(WHAT YOU ARE ASKED TO DO) Count the lines in the rows below that contain "white", treating uppercase and lowercase as different, and reply with the number alone.

= = =

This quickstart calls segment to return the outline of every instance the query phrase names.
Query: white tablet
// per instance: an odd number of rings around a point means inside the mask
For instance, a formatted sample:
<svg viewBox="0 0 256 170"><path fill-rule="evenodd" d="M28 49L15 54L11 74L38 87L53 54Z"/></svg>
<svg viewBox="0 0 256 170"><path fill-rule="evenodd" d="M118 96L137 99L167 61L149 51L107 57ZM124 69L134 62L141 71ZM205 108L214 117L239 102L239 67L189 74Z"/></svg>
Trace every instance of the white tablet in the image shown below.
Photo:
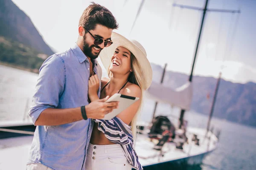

= = =

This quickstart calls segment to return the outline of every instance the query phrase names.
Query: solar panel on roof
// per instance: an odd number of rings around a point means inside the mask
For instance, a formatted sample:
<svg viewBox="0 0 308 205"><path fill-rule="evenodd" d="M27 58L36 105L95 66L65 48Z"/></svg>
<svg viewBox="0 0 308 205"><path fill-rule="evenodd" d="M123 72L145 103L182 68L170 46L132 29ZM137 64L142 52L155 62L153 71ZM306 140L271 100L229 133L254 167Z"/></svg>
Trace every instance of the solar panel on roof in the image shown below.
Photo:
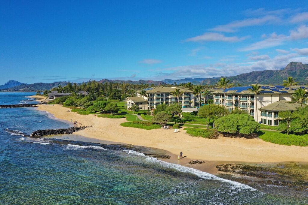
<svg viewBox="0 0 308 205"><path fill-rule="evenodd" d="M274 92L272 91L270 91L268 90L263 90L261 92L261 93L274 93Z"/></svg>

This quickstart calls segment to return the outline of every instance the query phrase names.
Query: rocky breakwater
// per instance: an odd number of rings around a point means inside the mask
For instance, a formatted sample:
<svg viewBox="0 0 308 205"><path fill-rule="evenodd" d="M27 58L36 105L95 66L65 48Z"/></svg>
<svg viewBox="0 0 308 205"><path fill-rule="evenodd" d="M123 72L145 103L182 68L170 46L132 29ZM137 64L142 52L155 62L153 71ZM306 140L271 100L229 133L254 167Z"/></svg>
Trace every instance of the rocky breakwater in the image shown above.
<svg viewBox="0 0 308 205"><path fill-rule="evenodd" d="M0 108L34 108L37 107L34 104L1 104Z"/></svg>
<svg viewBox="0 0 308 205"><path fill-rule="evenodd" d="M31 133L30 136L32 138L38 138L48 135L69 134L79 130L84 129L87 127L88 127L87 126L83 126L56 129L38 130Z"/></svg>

= = =

(EXERCISE OUTPUT) 2